■ **Exercise details**
Find every line in the listing below that contains the word "background", and copy each one out in full.
********************
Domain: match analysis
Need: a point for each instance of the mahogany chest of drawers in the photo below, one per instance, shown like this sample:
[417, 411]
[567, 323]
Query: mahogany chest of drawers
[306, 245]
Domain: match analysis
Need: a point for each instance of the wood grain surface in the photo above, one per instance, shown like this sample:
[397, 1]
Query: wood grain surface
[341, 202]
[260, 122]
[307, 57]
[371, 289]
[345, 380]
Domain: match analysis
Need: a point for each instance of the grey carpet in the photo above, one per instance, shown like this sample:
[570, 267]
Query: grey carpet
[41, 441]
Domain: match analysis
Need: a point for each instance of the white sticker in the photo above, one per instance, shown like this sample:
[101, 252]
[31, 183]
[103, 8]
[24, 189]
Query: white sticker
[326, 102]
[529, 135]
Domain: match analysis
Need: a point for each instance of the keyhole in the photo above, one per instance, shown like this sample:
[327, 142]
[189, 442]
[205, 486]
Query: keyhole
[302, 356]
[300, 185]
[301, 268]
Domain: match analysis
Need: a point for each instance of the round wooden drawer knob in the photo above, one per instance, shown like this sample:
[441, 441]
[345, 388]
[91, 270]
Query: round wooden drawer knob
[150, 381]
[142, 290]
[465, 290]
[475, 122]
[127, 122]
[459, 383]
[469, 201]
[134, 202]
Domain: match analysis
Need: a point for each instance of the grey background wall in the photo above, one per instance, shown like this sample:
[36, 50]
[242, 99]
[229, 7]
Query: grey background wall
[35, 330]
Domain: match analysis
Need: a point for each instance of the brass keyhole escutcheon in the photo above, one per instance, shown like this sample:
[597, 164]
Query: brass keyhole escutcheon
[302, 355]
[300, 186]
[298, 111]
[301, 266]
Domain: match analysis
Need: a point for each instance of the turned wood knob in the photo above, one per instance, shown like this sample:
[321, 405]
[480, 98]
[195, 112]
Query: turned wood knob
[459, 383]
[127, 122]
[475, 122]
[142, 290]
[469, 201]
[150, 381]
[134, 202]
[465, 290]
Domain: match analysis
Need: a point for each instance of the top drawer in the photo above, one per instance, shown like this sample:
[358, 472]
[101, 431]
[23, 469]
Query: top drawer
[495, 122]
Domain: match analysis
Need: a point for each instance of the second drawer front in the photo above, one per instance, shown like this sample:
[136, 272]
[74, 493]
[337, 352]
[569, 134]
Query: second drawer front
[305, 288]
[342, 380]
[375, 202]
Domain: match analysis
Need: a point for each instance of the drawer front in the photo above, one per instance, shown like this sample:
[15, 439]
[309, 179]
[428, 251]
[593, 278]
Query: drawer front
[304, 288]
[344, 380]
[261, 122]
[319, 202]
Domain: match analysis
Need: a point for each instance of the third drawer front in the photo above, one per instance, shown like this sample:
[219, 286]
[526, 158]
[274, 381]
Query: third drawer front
********************
■ **Exercise answer**
Need: a point for each instance of the grey background wall in the photo above, one per instance, shown like this sample:
Query: grey background wall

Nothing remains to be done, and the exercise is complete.